• **Aim 1**
Transcribe the passage of the DGPS text starting at "A measured single-frequency" and ending at "pr_base(sat) - m_base(sat)".

• **Reading text**
══════════
A measured single-frequency pseudorange is

pr = geometric_range + c*rx_clock - c*sat_clock + atmosphere + ephemeris_error + noise

At the known base the modelled value, written to match exactly the terms the point-positioning estimator removes internally (geometric_range - c*sat_clock), is

m_base(sat) = geometric_range(base, sat) - c*sat_clock(sat)

The pseudorange correction is the standard DGPS PRC

PRC(sat) = pr_base(sat) - m_base(sat)

Expanding pr_base shows the geometric range and the satellite-clock term cancel by construction, so

PRC(sat) = c*rx_clock_base + atmosphere_base(sat) + ephemeris_error(sat) + noise_base(sat)

i.e. everything common to both receivers plus the base receiver clock, which is a single per-station constant shared by every satellite.

The rover forms

pr_rover_corrected(sat) = pr_rover(sat) - PRC(sat)

and runs Orbis.GNSS.Positioning.solve/4 with ionosphere: false and troposphere: false (the differential already removed those delays). The estimator re-applies its own geometric_range(rover, sat) - c*sat_clock + c*rx_clock_rover model. Because m_base subtracted -c*sat_clock exactly once and pr_rover still carries -c*sat_clock once, the corrected pseudorange contains the satellite-clock term exactly once and the estimator removes it exactly once: the satellite clock is never double-counted.
══════════
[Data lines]
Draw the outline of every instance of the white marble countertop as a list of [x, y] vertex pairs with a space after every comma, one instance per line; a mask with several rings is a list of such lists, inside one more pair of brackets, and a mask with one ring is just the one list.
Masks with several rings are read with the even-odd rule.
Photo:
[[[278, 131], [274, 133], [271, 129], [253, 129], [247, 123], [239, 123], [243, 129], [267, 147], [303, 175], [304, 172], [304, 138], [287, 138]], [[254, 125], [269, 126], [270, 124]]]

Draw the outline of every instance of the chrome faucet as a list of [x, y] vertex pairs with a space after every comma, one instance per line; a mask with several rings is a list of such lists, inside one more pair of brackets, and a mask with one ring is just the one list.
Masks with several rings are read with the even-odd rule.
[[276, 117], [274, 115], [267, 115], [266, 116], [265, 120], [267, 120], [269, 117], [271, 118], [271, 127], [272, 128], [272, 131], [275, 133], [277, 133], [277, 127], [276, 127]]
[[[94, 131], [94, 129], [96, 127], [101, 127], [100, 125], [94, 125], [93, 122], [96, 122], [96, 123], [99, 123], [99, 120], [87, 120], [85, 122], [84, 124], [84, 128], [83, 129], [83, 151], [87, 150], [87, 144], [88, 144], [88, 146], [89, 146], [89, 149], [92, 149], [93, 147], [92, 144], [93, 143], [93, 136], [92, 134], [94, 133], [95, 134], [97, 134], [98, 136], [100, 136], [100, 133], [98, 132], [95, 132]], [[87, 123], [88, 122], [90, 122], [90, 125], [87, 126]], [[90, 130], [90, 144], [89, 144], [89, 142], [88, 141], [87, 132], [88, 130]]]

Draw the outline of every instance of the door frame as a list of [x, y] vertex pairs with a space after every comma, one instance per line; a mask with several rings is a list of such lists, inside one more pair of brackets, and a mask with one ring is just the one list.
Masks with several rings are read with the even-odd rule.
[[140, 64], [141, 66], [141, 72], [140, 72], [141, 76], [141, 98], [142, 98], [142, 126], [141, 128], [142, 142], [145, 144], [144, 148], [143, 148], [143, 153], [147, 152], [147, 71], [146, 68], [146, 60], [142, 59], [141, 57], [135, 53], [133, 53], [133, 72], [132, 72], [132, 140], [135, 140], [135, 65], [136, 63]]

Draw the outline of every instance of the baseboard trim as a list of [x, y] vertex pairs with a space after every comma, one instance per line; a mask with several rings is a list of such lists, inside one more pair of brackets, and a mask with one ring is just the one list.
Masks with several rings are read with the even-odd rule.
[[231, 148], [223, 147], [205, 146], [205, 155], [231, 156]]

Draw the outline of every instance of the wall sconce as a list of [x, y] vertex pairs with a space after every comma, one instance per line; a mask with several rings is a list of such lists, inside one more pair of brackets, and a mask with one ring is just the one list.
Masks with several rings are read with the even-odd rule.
══════════
• **Aim 2**
Restate word for word the rows above, starting at the row that contains "Draw the outline of every instance of the chrome" and ending at the row that contains "127], [276, 127]]", with both of those rows included.

• **Finished answer 1**
A measured single-frequency pseudorange is

pr = geometric_range + c*rx_clock - c*sat_clock + atmosphere + ephemeris_error + noise

At the known base the modelled value, written to match exactly the terms the point-positioning estimator removes internally (geometric_range - c*sat_clock), is

m_base(sat) = geometric_range(base, sat) - c*sat_clock(sat)

The pseudorange correction is the standard DGPS PRC

PRC(sat) = pr_base(sat) - m_base(sat)

• **Finished answer 2**
Draw the outline of every instance of the chrome faucet as a list of [x, y] vertex pairs with a space after every comma, one instance per line; a mask with several rings is a list of such lists, inside one more pair of brackets, and a mask with one ring is just the one list.
Masks with several rings are read with the even-odd rule.
[[276, 117], [274, 115], [267, 115], [266, 116], [265, 120], [267, 120], [269, 117], [271, 118], [271, 127], [272, 128], [272, 131], [275, 133], [277, 133], [277, 127], [276, 127]]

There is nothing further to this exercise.